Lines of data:

* START *

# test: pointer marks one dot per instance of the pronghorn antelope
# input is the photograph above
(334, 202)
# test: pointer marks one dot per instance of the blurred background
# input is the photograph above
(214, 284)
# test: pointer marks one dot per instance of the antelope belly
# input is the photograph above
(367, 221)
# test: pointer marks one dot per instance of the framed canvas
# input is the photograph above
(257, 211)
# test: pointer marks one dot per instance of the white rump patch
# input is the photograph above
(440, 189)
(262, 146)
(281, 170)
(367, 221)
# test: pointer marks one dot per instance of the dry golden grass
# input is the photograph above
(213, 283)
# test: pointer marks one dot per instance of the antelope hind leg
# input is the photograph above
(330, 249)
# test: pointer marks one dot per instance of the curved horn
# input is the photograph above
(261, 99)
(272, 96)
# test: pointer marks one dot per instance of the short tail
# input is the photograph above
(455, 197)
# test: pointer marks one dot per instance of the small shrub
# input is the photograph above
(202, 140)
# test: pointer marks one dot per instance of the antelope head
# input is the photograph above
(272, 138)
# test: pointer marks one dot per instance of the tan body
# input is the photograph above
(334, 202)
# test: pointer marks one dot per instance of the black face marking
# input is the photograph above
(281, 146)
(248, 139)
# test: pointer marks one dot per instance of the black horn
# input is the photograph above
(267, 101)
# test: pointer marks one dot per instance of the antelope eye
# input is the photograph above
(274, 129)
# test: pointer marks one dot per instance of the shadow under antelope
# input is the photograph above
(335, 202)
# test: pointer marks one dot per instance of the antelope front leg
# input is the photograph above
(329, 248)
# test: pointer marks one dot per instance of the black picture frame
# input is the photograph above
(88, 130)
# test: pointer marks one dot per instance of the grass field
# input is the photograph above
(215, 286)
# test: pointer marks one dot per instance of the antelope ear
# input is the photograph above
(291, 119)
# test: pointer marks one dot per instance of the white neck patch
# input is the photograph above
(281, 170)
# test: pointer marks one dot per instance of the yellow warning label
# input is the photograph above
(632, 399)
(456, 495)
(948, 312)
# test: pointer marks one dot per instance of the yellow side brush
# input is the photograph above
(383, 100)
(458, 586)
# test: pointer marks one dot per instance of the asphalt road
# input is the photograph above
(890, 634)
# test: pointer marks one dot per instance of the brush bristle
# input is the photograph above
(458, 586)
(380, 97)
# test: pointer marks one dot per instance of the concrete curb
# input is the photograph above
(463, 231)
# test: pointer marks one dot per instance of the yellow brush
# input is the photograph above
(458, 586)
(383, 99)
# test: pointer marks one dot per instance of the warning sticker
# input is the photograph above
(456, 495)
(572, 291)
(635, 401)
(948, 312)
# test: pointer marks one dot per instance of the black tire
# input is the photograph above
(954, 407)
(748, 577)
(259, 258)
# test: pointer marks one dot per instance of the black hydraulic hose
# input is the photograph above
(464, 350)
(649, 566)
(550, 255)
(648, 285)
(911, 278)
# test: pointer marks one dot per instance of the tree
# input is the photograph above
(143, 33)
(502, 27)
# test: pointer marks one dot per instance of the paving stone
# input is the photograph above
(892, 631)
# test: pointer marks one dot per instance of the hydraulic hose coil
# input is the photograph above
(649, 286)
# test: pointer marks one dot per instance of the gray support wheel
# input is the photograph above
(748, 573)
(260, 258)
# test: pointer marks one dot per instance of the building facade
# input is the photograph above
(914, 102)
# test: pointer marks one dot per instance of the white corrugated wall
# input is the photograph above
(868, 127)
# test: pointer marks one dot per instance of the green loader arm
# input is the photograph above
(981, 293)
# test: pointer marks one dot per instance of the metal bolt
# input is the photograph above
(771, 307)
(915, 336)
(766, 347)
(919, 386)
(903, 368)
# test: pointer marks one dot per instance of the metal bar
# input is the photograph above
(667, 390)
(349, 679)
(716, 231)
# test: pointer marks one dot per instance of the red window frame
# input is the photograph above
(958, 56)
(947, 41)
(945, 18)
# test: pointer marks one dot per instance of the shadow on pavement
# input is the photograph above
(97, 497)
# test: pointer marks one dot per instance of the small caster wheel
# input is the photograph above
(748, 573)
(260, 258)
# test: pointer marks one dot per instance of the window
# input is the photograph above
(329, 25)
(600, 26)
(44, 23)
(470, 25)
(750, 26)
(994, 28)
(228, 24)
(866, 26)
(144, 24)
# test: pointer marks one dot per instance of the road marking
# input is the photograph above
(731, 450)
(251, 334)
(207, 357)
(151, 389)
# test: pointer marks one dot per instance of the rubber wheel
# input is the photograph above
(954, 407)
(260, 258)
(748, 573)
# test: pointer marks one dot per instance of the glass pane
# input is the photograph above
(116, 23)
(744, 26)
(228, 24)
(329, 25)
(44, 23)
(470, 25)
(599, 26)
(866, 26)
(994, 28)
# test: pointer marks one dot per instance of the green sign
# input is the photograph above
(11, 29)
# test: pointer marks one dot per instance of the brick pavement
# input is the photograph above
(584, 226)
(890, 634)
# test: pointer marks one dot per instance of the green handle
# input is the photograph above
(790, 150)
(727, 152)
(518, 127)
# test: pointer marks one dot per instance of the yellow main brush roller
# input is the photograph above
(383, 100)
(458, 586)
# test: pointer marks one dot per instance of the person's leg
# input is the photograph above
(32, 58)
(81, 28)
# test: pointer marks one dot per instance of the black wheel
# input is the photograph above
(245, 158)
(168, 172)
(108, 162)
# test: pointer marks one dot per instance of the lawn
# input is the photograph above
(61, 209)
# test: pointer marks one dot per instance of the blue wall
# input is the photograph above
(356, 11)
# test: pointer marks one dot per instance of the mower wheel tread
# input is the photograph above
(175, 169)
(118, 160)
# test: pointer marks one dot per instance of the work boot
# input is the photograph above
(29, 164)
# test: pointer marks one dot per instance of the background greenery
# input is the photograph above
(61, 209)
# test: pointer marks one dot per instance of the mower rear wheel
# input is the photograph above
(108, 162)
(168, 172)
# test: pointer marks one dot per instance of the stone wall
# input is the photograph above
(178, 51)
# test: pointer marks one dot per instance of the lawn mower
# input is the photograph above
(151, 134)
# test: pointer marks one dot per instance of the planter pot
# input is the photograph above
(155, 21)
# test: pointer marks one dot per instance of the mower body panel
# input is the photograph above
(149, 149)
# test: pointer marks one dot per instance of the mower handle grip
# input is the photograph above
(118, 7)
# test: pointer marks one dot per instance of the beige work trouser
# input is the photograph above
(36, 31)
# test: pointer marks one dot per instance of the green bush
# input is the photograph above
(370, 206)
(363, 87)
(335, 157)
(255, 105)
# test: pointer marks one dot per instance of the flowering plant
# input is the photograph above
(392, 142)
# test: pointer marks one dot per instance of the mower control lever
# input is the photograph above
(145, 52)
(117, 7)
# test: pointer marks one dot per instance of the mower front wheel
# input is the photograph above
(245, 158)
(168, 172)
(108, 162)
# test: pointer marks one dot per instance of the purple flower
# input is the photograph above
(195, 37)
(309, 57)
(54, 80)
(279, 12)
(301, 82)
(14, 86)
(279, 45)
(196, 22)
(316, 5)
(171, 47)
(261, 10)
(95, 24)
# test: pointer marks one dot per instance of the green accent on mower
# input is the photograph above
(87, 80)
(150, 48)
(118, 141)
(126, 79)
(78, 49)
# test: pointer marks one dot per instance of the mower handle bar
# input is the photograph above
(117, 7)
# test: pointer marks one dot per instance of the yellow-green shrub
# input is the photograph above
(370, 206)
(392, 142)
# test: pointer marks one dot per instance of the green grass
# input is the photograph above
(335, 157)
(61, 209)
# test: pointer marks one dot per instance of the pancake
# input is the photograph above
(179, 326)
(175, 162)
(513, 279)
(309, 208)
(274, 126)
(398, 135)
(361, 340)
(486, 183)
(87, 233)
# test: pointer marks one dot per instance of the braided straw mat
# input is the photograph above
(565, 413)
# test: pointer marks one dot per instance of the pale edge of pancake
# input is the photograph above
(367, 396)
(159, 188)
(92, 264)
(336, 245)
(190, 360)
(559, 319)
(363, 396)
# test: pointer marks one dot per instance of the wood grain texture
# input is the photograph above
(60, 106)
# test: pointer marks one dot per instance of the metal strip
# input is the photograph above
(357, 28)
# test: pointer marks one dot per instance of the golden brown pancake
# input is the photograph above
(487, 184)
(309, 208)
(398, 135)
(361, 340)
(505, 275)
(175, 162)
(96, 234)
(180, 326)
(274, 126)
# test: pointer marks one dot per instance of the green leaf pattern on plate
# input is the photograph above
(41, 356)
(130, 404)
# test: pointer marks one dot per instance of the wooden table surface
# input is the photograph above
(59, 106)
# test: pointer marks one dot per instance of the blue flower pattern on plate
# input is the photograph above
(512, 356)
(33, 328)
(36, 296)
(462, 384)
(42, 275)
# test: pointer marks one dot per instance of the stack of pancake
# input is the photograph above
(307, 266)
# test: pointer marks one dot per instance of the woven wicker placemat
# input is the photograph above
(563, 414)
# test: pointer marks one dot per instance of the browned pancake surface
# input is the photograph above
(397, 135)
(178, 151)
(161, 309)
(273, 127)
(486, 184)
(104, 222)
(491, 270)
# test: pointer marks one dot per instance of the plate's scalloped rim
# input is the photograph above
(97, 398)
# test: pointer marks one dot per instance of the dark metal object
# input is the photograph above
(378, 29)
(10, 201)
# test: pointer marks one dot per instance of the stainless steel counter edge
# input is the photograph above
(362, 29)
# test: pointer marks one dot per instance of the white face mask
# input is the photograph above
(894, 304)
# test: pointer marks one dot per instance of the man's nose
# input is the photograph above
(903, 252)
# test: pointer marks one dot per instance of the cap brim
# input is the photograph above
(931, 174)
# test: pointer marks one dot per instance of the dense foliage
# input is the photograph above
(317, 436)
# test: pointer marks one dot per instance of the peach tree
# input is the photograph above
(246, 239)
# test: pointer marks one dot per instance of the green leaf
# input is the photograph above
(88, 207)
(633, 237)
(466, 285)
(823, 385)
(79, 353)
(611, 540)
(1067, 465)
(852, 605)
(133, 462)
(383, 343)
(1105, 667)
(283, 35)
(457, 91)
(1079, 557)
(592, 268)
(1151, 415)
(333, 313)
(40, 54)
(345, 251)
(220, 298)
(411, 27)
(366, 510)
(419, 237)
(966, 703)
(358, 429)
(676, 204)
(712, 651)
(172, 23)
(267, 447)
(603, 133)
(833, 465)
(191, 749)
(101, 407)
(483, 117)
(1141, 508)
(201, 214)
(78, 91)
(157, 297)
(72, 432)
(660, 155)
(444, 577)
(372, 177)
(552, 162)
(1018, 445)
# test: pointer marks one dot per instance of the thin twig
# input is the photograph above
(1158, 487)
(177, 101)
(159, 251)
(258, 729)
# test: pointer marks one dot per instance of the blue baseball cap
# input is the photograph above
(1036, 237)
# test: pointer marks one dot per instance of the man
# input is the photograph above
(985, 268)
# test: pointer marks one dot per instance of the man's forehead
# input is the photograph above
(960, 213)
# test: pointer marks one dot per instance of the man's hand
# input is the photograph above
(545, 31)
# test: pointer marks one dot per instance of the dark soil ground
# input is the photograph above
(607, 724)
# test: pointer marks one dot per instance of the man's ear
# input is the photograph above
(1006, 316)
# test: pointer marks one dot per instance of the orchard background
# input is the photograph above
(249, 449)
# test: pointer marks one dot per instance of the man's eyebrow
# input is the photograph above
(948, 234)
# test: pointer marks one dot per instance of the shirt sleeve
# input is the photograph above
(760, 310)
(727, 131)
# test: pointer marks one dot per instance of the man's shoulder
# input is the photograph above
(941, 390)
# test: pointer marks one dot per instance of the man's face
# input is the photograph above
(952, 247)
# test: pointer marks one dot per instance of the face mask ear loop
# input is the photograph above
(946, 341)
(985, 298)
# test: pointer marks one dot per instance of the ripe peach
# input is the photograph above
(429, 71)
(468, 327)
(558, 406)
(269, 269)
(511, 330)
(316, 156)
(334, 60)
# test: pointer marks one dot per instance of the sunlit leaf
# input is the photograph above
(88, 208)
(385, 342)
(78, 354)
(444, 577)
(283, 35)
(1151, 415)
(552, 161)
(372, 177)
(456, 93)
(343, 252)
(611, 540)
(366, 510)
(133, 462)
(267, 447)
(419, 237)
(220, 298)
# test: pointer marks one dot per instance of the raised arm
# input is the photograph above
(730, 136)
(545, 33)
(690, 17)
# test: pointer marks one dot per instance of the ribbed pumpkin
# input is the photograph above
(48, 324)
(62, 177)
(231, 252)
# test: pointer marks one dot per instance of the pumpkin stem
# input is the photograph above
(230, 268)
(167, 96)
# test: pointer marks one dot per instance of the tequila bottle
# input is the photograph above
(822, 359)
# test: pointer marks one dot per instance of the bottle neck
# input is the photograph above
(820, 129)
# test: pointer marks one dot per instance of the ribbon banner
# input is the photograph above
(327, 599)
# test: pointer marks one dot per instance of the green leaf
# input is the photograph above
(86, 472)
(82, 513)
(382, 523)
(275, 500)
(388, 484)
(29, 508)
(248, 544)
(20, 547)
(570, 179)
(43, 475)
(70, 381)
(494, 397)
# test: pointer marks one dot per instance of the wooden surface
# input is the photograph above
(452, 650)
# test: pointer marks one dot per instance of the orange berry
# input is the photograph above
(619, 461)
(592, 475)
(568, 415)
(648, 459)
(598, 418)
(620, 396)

* END *

Request:
In the entries above, find the line containing "# test: pointer marks one dot per instance of the ribbed". Set down that line and every line after it through the last one, exactly and alone.

Solution for this exercise:
# test: pointer marks one dot per instance of the ribbed pumpkin
# input is the photograph above
(48, 324)
(62, 177)
(231, 252)
# test: pointer marks one dot per instance of the pumpkin stem
# input is the photograph above
(230, 268)
(167, 96)
# test: pointer marks one dot per instance of the tequila bottle
# input is the photograph above
(822, 359)
# test: pointer marks one dot per instance of the bottle neck
# input is the photograph above
(820, 129)
# test: pointer marks one dot per instance of the ribbon banner
# input is the photograph above
(327, 599)
# test: pointer marks one dot per instance of the green leaf
# input is the photograph above
(86, 472)
(82, 513)
(382, 523)
(275, 500)
(388, 484)
(29, 508)
(248, 544)
(20, 547)
(570, 179)
(43, 475)
(70, 381)
(494, 397)
# test: pointer marks one dot per instance of the wooden surface
# input is the photograph above
(452, 650)
# test: pointer marks one dot per instance of the orange berry
# input is the photograph above
(619, 461)
(592, 475)
(568, 415)
(648, 459)
(598, 418)
(620, 396)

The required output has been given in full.